**SHORT EXERCISE:** All of the records below need to be copied exactly.

Collection entries
________________

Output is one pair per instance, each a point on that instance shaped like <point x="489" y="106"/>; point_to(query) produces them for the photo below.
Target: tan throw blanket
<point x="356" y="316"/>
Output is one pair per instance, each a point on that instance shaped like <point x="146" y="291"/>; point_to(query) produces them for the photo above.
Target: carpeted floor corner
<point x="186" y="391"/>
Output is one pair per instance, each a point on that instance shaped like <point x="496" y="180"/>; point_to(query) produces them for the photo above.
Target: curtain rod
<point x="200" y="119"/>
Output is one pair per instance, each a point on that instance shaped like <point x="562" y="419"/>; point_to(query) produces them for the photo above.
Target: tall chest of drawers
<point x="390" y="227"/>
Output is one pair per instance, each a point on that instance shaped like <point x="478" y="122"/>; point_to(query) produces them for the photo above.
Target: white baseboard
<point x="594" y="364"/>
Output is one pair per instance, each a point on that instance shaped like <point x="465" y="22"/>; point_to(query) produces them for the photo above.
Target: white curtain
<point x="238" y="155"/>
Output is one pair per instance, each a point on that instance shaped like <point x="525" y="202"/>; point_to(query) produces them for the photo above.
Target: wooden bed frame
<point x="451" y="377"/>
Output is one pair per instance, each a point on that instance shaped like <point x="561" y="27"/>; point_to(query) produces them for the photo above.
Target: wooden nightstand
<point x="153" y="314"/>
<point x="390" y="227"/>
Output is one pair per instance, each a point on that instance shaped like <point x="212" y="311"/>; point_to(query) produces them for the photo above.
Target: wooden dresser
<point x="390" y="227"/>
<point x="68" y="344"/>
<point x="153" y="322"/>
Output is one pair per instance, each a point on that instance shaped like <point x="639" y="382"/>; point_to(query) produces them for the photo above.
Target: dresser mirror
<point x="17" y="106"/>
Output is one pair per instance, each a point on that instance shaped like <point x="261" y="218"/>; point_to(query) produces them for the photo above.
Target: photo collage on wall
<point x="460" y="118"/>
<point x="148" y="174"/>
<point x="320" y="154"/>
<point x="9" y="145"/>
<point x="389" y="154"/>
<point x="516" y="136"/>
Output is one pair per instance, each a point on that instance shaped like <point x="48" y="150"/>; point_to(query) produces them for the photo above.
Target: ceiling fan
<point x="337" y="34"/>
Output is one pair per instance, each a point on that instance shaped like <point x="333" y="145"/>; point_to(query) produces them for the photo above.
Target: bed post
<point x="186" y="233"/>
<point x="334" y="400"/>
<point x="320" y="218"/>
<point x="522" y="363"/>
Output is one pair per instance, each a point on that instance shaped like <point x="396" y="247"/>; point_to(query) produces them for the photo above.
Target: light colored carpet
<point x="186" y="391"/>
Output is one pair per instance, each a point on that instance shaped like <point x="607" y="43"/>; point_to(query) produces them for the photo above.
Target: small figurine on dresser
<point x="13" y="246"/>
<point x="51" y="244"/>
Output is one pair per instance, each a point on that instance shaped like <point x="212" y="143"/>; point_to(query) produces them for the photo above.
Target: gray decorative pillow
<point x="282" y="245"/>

________________

**FULL SOLUTION:**
Output is one pair per instance, each a point on that instance shaped like <point x="489" y="106"/>; point_to(query) produces them for the photo below.
Target: tan throw blanket
<point x="356" y="316"/>
Output is one pair per instance, each a point on that instance shaped like <point x="146" y="291"/>; point_to(query) produces them for the photo above.
Target: carpeted floor corner
<point x="186" y="391"/>
Output is one pair per instance, each a point on that instance shaped like <point x="496" y="180"/>; point_to(query) produces them for the photo above.
Target: curtain rod
<point x="200" y="119"/>
Output is one pair per instance, each a point on that instance shaped like <point x="562" y="419"/>; point_to(query) produces them for the photo above.
Target: tall chest of drawers
<point x="390" y="227"/>
Output is one pair per instance, each a point on that instance shaped like <point x="478" y="122"/>; point_to(query) produces them for the photo above.
Target: white baseboard
<point x="594" y="364"/>
Output is one pair per instance, each a point on that instance shaped like <point x="465" y="22"/>; point_to(query) produces them for the photo above.
Target: white curtain
<point x="238" y="155"/>
Output is one pair per instance, each a point on that instance shaped like <point x="525" y="202"/>; point_to(query) produces them for the photo above.
Target: wooden bed frame
<point x="451" y="377"/>
Output is one pair per instance, each a point on that instance shaped like <point x="561" y="27"/>; point_to(query) produces them for the photo above.
Target: wooden nightstand
<point x="153" y="314"/>
<point x="390" y="227"/>
Output is one pair per instance, each a point on that instance shaped like <point x="212" y="311"/>; point_to(query) produces them for the photo above.
Target: wooden dresser
<point x="390" y="227"/>
<point x="68" y="344"/>
<point x="153" y="322"/>
Output is one pair per instance, each a point on that instance shaped like <point x="639" y="382"/>; point_to(query) produces them for the photo above.
Target: dresser mirror
<point x="17" y="106"/>
Output is one pair per instance, each a point on that instance shaped like <point x="261" y="218"/>; point_to(query) produces them for the photo above.
Target: photo collage on wall
<point x="460" y="118"/>
<point x="148" y="174"/>
<point x="320" y="154"/>
<point x="9" y="145"/>
<point x="389" y="154"/>
<point x="516" y="136"/>
Output is one pair per instance, each a point on that instance shaped like <point x="48" y="150"/>; point_to(query) produces them for the photo above.
Target: ceiling fan
<point x="337" y="34"/>
Output is one pair per instance, each a point on that instance shaped like <point x="333" y="145"/>; point_to(query) produces them for the photo above.
Target: bed post
<point x="186" y="233"/>
<point x="334" y="400"/>
<point x="320" y="218"/>
<point x="522" y="363"/>
Output is one pair per instance, each a point on that instance shaped like <point x="396" y="247"/>; point_to(query) produces them for the photo above.
Target: light colored carpet
<point x="186" y="391"/>
Output is one pair per instance, each a point on that instance shaped like <point x="607" y="43"/>; point_to(query) produces them for the photo above.
Target: small figurine on dresser
<point x="13" y="246"/>
<point x="51" y="244"/>
Output is one pair per instance, each a point on that instance shaped like <point x="212" y="143"/>; point_to(query) produces them for the photo above.
Target: gray decorative pillow
<point x="282" y="245"/>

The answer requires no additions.